WHAT YOU HAVE TO DO
Find each line of the entries with the string "below", please, and copy it.

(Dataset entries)
┄┄┄┄┄┄┄┄┄┄

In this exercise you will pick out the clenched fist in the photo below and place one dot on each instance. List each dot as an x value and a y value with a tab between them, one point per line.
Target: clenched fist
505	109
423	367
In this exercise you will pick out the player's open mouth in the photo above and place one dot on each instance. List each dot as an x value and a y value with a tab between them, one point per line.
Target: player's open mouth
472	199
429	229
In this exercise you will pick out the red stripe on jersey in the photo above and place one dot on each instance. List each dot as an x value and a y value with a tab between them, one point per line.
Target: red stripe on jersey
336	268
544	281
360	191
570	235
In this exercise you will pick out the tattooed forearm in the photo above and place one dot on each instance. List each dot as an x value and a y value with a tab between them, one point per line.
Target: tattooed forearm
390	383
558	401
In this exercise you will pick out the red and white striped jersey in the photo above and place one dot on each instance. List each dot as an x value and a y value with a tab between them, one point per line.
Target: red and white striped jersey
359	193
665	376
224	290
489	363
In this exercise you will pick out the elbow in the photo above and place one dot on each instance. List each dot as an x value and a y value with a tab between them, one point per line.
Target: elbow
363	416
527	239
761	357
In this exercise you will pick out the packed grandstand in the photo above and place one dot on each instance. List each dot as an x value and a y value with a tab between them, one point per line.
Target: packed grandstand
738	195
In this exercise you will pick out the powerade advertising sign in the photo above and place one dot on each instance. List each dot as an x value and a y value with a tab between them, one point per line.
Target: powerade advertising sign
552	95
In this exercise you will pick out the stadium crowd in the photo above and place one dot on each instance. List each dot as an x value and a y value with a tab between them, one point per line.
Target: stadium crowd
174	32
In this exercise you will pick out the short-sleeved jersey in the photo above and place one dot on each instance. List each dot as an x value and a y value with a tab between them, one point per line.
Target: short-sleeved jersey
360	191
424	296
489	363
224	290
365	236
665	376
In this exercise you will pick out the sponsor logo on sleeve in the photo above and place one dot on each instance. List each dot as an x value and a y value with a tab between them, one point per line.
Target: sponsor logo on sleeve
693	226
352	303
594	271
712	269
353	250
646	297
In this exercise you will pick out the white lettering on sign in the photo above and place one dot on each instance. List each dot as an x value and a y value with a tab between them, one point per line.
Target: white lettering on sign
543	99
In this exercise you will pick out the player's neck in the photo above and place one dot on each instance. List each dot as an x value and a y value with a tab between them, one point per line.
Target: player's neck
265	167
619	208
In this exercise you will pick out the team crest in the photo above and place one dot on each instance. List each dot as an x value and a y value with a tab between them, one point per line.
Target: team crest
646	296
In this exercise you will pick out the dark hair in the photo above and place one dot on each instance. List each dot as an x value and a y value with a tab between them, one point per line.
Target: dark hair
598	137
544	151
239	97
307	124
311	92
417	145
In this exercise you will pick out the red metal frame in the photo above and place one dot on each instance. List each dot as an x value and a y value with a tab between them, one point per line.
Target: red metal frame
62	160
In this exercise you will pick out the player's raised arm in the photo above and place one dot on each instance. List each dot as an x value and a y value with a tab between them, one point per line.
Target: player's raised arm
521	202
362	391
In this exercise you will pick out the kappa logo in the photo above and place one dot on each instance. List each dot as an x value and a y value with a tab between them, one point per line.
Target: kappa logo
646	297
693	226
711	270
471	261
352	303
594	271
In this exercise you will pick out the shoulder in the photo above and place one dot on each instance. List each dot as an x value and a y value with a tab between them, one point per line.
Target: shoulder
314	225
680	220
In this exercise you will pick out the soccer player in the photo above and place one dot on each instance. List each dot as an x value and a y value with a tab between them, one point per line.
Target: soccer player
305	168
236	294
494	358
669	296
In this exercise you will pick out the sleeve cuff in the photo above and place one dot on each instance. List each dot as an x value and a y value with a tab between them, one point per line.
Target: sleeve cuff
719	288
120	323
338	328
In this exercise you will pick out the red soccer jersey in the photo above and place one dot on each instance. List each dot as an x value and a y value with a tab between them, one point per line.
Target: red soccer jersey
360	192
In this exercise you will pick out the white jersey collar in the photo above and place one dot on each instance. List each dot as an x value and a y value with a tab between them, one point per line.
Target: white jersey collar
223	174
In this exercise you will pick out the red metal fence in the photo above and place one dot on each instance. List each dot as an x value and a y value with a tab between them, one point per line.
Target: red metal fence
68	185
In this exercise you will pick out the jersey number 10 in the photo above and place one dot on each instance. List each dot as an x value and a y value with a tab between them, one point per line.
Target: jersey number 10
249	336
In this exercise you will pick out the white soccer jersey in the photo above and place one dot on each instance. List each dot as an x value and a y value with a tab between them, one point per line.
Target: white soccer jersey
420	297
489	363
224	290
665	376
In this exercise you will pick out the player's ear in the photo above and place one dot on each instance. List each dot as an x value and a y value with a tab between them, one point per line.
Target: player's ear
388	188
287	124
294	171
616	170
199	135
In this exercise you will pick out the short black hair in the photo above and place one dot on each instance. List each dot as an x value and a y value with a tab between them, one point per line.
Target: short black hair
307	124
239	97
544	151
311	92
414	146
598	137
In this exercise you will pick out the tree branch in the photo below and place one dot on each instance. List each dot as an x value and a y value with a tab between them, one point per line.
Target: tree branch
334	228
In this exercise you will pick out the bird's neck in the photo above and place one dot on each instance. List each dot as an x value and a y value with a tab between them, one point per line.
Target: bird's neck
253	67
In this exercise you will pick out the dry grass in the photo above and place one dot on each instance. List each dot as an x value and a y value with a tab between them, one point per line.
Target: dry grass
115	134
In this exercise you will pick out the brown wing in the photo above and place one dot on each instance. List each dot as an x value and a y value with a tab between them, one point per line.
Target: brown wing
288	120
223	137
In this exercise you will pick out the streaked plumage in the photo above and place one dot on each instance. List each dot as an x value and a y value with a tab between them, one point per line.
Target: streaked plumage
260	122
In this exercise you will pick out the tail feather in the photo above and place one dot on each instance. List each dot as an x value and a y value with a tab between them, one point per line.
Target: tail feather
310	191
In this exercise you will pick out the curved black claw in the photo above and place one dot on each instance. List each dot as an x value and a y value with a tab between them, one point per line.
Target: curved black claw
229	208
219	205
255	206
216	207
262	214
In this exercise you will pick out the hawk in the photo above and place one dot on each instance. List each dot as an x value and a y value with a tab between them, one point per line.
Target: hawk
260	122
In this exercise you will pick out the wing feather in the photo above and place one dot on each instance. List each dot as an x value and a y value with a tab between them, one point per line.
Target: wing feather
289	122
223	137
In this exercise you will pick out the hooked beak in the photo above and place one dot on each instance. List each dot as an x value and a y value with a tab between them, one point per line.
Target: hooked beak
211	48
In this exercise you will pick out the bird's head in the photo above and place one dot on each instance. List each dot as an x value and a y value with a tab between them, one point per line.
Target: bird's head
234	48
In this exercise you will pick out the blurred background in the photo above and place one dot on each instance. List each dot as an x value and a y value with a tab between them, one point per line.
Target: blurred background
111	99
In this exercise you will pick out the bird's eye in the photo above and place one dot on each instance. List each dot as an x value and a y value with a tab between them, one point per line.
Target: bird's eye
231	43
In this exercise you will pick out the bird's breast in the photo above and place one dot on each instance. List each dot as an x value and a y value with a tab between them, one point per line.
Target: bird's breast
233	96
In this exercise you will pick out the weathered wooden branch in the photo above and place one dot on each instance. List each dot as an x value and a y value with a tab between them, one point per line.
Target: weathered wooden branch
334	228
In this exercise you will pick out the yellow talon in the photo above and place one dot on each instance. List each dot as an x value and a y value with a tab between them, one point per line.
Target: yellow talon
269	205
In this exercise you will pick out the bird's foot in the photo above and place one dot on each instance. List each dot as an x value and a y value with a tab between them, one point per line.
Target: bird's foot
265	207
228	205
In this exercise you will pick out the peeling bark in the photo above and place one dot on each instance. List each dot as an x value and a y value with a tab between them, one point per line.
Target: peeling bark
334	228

┄┄┄┄┄┄┄┄┄┄

PROBLEM SOLUTION
In this exercise you will pick out the clenched fist in the photo below and place one dot on each instance. List each dot as an x value and a y value with a tab between them, one point per line.
In this exercise you will pick out the tree branch in the photo below and place one dot on each instance. List each dot as an x value and a y value with a tab between them, one point per line.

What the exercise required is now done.